_REQUIREMENT_: Each line below must be printed exactly as it stands.

=== Section Start ===

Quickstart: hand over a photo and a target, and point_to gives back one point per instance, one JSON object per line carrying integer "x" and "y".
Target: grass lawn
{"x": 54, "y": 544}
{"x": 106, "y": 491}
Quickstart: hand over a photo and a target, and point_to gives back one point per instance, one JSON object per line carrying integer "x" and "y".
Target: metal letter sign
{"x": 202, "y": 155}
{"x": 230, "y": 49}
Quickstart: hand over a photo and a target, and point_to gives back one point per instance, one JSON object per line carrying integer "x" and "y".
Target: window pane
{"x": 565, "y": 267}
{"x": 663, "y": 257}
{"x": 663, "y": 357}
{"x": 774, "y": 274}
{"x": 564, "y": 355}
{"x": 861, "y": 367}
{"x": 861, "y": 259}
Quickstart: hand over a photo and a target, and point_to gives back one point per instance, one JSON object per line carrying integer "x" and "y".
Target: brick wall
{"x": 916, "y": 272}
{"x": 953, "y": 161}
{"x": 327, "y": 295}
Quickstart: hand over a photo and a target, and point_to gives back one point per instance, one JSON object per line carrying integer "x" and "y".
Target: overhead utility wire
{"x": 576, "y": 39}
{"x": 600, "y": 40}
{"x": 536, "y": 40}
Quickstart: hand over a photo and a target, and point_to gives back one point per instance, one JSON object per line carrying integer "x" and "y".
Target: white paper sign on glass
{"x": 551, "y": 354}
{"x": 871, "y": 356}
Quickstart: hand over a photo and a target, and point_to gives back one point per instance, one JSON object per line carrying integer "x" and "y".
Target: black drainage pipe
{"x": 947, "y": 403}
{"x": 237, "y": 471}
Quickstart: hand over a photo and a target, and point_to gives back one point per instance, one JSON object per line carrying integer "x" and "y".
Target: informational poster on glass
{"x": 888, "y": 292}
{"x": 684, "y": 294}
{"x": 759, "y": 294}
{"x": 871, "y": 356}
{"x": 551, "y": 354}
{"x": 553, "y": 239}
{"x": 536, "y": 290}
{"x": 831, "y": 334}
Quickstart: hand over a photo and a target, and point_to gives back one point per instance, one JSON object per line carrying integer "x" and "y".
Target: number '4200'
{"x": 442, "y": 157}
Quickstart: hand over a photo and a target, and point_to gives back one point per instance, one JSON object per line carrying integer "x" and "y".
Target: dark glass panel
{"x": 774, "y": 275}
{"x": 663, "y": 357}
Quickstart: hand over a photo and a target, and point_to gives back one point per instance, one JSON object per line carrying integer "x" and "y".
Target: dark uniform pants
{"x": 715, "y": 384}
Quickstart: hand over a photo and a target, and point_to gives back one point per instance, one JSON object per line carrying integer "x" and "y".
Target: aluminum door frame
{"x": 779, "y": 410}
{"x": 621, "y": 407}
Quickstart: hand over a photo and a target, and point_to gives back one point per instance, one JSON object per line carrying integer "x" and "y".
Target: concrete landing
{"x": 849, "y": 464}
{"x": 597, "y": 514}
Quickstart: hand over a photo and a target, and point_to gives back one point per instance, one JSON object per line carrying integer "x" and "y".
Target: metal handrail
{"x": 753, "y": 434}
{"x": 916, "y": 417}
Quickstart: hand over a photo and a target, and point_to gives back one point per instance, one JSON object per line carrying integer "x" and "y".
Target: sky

=== Section End ===

_SOLUTION TO THE EXERCISE_:
Quickstart: hand over a photo and a target, and point_to gives back one point per instance, one JSON object per line carrying integer "x" and "y".
Target: grass lawn
{"x": 54, "y": 544}
{"x": 106, "y": 491}
Quickstart: hand over a photo and a target, and point_to gives back one point per instance, one JSON object per line carrying integer "x" and "y".
Target: metal letter sign
{"x": 202, "y": 155}
{"x": 230, "y": 49}
Quickstart: hand over a photo and a target, and point_to gives back one point per instance, one JSON object per line carrying integer "x" and "y".
Target: window pane
{"x": 565, "y": 267}
{"x": 663, "y": 257}
{"x": 663, "y": 357}
{"x": 774, "y": 274}
{"x": 564, "y": 355}
{"x": 861, "y": 367}
{"x": 861, "y": 259}
Quickstart: hand over a photo and a target, and point_to gives back one point per instance, one JSON object per line carrying integer "x" and "y".
Target: brick wall
{"x": 916, "y": 272}
{"x": 953, "y": 161}
{"x": 327, "y": 295}
Quickstart: hand over a photo and a target, and point_to gives back one point per instance, one JSON object per line carrying integer "x" and "y".
Target: overhead utility wire
{"x": 576, "y": 39}
{"x": 600, "y": 40}
{"x": 536, "y": 40}
Quickstart: hand over a photo and a target, and point_to gives back one point per instance, one JSON object per line carrying integer "x" and "y".
Target: white paper sign on glass
{"x": 551, "y": 354}
{"x": 871, "y": 356}
Quickstart: hand over a photo and a target, and point_to gives back one point per instance, one JSON object per line carrying integer "x" and "y".
Target: black drainage pipe
{"x": 947, "y": 403}
{"x": 237, "y": 471}
Quickstart: hand over a photo and a target, and point_to gives back one point per instance, one JSON object per line carrying integer "x" and "y".
Target: informational poster on glass
{"x": 888, "y": 292}
{"x": 684, "y": 294}
{"x": 759, "y": 294}
{"x": 871, "y": 356}
{"x": 551, "y": 354}
{"x": 553, "y": 239}
{"x": 536, "y": 290}
{"x": 831, "y": 334}
Quickstart: hand over a photo and a target, and point_to gives back one point per instance, one JSON object per line carrying integer "x" and "y".
Target: number '4200'
{"x": 442, "y": 157}
Quickstart: hand over a photo and a target, and point_to gives back one point per instance, one JSON object per line carrying integer "x" and "y".
Target: dark glass panel
{"x": 774, "y": 275}
{"x": 663, "y": 357}
Quickstart: hand over a photo and a target, and point_to gives back one point per instance, one JSON object per line carrying integer "x" and "y".
Target: dark uniform pants
{"x": 715, "y": 384}
Quickstart: hand over a photo and a target, and point_to gives back one point per instance, one JSON object per line carrying integer "x" and "y".
Target: aluminum door frame
{"x": 779, "y": 410}
{"x": 621, "y": 407}
Quickstart: hand over a photo and a target, and point_to gives back one point per instance, one JSON object per line carrying integer "x" and "y".
Target: concrete landing
{"x": 849, "y": 464}
{"x": 597, "y": 514}
Quickstart: hand over a photo and a target, and point_to gives back one point per instance, one JSON object per line carrying integer "x" and "y".
Target: metal handrail
{"x": 753, "y": 434}
{"x": 916, "y": 417}
Quickstart: hand over a photo and a target, and point_to gives back one point per instance, one JSON object per line carrying integer "x" and "y".
Target: sky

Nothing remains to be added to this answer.